Continue the following page about Trump administration officials touring homelessness sites in Los Angeles, starting right after its final line.
--- Document segment ---
The Trump administration officials who came to town to study homelessness spent Monday and Tuesday meeting with officials from Mayor Eric Garcetti’s office, checking out the Jordan Downs public housing in Watts and touring the long-entrenched epicenter of the crisis, skid row. There was even a trek to Pomona.
An administration official said the purpose was to gather information so that President Trump could begin to develop a plan to address the “tragedy.”
— The Los Angeles Times
The tour comes as the Trump Administration's controversial Opportunity Zones program designed to funnel investment to underserved areas gains steam and as the administration potentially looks to rewrite "regulatory barriers" for affordable housing projects nationwide.
According to The Los Angeles Times, President Trump told Fox News in July, “You take a look at what’s going on with San Francisco, it’s terrible. So we’re looking at it very seriously. We may intercede. We may do something to get that whole thing cleaned up. It’s inappropriate."
13 Comments
The federal solution: FEMA camp with big walls.
There is enough boarded up housing on closed military bases near Los Angeles and San Francisco, like the closed Alemeda Naval Air Station, across the bay from San Francisco, to house most, if not all of the homeless.
I trust President Trump and his excellent team implicitly.
Trump could not possibly do worse than what Gavin Newsome has done in the face of a humanitarian disaster - which is essentially nothing.
Trump can always do worse. He proves that weekly.
Why is this a federal issue? Why do some of the wealthiest cities, in a state that alone is a major global economy, filled with high income earners who say they want to pay more in taxes to address exactly this sort of issue need serious funding from others at the sole discretion of one nut job?
--- Provided data ---
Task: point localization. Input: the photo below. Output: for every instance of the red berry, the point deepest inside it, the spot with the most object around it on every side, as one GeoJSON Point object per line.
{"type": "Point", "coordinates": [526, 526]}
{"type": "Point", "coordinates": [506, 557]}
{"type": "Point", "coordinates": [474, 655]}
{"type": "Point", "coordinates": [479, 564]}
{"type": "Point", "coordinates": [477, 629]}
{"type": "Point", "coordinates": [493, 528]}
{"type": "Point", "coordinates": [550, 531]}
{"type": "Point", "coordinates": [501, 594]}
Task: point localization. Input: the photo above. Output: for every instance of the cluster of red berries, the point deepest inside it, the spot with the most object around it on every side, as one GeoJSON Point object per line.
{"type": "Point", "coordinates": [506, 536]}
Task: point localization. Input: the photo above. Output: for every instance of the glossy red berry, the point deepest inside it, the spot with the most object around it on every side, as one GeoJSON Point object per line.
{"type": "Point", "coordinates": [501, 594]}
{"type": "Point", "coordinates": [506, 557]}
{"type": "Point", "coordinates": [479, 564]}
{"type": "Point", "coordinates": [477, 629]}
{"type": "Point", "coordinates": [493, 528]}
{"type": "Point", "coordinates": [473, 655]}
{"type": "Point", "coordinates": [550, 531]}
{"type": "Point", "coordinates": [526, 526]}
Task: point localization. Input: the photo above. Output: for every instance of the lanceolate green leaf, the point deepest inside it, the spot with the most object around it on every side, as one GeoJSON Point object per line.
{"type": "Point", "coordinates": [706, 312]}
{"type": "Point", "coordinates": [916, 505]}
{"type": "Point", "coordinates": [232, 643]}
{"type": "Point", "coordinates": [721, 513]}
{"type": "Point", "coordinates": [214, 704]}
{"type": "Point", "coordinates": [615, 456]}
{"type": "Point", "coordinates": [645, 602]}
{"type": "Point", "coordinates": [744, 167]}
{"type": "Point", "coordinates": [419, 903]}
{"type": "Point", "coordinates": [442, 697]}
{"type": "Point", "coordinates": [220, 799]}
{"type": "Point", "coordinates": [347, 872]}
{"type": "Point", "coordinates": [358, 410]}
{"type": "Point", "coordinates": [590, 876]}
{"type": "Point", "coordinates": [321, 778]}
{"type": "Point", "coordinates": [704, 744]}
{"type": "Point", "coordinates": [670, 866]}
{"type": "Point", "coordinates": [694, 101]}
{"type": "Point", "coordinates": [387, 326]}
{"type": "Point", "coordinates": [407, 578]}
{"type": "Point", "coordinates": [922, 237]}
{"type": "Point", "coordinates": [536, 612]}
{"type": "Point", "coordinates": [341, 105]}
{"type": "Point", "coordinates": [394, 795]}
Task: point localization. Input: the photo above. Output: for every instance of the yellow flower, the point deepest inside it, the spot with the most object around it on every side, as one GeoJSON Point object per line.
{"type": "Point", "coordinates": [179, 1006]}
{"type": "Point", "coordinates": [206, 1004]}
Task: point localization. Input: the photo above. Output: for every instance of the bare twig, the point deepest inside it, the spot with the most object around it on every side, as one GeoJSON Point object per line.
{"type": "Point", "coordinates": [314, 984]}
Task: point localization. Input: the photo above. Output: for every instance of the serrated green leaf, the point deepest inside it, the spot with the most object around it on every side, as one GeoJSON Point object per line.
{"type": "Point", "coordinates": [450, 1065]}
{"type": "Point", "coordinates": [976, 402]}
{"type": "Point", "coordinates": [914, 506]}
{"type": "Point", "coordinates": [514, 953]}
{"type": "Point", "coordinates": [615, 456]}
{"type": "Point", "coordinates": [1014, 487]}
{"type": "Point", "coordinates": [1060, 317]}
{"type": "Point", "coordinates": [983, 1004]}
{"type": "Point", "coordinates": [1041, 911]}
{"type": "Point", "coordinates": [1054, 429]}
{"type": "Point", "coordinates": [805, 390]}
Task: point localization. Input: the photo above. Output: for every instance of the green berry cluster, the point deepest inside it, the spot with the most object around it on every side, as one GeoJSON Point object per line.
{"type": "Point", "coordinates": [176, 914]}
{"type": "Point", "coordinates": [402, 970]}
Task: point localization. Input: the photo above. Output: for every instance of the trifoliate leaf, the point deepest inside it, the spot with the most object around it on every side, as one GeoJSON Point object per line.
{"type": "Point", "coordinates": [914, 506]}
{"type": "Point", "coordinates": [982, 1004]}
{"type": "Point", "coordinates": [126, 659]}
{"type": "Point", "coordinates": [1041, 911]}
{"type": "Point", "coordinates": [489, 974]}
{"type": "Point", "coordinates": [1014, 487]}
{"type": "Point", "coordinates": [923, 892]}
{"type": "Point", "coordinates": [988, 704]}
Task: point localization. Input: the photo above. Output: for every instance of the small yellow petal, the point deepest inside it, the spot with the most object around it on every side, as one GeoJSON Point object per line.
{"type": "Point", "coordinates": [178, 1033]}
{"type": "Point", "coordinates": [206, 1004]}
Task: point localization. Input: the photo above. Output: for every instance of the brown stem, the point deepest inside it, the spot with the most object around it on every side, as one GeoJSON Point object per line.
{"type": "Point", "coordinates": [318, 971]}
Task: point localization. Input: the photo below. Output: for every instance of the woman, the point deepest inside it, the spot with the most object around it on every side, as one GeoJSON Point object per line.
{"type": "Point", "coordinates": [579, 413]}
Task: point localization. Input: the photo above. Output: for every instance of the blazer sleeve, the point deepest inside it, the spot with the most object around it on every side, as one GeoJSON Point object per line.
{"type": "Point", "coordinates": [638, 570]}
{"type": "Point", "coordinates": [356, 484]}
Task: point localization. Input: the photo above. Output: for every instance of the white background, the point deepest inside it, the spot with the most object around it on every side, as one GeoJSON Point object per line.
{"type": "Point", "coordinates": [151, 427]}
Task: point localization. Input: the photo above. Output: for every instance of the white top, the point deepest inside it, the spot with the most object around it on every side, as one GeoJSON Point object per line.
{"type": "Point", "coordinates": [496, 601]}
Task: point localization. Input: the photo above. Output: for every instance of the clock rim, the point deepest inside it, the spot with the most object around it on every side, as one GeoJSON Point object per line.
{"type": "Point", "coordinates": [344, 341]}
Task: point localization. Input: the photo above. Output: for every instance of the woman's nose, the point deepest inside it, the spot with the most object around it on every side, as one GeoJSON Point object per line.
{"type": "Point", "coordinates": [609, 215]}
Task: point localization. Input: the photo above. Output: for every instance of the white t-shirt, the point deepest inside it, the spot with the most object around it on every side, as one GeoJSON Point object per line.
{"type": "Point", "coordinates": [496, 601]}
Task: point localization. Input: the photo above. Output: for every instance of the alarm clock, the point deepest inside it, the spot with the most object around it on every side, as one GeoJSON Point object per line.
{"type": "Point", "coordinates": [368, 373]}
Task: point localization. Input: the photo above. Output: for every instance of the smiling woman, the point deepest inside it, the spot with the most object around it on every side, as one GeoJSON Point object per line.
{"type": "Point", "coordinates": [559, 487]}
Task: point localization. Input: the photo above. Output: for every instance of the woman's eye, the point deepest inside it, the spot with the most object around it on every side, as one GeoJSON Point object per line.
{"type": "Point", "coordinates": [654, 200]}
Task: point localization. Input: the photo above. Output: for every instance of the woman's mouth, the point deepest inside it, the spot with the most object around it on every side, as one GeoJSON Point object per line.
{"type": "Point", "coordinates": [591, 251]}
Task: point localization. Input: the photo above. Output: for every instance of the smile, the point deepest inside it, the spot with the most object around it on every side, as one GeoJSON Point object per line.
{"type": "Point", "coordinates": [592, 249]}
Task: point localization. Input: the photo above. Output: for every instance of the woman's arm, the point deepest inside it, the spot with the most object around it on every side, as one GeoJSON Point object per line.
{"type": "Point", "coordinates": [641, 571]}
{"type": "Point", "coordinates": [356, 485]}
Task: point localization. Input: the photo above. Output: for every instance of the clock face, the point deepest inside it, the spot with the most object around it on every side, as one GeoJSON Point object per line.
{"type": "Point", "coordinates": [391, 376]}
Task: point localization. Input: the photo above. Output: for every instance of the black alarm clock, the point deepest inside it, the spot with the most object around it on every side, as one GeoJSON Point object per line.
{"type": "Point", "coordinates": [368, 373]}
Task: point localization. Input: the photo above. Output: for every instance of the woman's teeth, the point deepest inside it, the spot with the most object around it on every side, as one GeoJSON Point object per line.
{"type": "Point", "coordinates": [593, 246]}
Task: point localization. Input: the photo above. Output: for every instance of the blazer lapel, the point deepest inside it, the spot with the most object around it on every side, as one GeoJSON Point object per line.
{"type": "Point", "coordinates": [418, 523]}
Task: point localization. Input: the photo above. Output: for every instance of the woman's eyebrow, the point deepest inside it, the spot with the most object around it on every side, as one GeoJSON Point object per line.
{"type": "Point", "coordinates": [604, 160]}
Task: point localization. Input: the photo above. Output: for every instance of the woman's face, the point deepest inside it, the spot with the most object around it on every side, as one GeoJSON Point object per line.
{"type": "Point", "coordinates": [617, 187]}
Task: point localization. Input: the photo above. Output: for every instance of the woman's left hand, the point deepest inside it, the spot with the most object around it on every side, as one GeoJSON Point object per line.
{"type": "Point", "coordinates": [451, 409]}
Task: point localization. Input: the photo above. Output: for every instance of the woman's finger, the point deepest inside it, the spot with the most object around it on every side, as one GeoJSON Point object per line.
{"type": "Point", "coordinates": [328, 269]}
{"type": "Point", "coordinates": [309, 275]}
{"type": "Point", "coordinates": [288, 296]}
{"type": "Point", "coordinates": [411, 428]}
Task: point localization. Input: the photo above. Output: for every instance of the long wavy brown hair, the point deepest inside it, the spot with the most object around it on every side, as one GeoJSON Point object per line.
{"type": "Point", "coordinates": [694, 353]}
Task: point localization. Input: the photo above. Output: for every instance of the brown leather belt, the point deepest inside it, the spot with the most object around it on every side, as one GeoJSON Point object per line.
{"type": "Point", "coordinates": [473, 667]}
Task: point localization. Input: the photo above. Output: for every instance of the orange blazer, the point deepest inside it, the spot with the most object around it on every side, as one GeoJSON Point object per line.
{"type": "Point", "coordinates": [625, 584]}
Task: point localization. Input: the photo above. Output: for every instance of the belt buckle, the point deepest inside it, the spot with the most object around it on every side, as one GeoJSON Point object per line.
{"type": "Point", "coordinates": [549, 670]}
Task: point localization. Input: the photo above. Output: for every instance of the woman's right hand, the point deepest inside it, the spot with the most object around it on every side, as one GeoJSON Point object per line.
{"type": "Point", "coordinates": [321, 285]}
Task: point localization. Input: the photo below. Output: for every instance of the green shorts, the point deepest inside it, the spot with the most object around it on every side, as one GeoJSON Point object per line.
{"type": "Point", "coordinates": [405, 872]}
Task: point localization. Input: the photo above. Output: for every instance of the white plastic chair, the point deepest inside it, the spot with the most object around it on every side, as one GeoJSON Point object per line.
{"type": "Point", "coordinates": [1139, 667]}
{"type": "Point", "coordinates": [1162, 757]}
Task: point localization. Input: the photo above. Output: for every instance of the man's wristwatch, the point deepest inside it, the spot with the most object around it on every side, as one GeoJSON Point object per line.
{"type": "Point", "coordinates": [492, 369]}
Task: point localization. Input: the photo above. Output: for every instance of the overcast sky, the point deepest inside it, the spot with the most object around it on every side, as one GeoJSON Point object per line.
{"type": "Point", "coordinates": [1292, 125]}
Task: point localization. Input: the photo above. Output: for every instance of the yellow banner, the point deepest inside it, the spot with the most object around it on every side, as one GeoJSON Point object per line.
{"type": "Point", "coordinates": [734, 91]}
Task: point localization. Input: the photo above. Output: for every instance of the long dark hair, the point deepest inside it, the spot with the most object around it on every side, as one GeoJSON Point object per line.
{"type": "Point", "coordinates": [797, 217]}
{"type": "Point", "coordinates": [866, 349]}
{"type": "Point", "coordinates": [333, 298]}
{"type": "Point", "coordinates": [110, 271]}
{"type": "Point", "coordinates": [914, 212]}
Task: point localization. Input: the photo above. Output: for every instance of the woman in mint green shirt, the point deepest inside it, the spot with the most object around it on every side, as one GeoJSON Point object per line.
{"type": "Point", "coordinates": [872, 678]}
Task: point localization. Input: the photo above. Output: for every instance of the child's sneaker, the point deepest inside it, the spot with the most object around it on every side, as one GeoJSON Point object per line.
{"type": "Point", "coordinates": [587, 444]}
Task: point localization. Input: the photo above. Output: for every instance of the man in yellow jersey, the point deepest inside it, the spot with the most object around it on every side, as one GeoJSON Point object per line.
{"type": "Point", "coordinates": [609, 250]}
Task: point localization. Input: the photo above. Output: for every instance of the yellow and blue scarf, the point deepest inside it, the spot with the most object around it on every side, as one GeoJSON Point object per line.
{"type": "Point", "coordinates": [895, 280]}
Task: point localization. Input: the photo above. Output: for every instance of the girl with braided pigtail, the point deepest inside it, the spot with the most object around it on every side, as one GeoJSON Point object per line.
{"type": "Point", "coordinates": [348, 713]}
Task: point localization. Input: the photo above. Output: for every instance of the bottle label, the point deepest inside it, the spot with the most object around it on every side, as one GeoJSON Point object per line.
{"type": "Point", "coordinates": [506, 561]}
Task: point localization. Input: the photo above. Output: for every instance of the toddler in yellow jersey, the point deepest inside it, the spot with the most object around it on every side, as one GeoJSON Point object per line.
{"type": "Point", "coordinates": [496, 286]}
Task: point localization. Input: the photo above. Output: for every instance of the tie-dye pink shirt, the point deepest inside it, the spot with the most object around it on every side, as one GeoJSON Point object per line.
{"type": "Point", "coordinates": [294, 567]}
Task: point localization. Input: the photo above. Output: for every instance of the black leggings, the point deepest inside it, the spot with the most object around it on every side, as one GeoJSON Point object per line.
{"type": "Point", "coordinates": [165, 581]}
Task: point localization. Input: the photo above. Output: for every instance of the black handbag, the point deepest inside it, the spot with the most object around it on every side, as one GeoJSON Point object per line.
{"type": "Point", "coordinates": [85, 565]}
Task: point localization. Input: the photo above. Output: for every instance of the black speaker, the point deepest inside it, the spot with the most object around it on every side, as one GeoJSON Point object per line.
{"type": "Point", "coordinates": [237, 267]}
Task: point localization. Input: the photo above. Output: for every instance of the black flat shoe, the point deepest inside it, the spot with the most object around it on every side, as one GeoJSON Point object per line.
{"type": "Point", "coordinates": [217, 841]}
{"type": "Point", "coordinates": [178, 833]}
---
Response box -
The high income people who “want to pay more taxes” are bullshitting you. The fact is the high-income people (developers, corporate execs, banksters, financiers, lawyers, lobbyists, politicians, etc.) creat these problems by sucking all the real wealth out of society.
Beyond being a federal issue it is a human issue. More than 46m US citizens live in poverty (absurdly defined as $12,490 for one person, $16,910 for two, $21,330 for three). What kind of life can anyone have on $240 a week?
States are revenue constrained, the Fed is not, so it is an easier source of funding (politics aside). But any Fed “solution” that does not address critical economic inequality is just another bandaid that ignores the underlying causes of the problem.
Inequality is not bad. Poverty is bad. The living standards of those in poverty is the metric we ought to use, not the difference between them and some plastic surgeon. Obviously, people with more skill, talent, education, and ambition should not be economically equal. That would be a completely idiotic way to organize a society.
Sports would be really really be boring to watch if equality was valued over competition.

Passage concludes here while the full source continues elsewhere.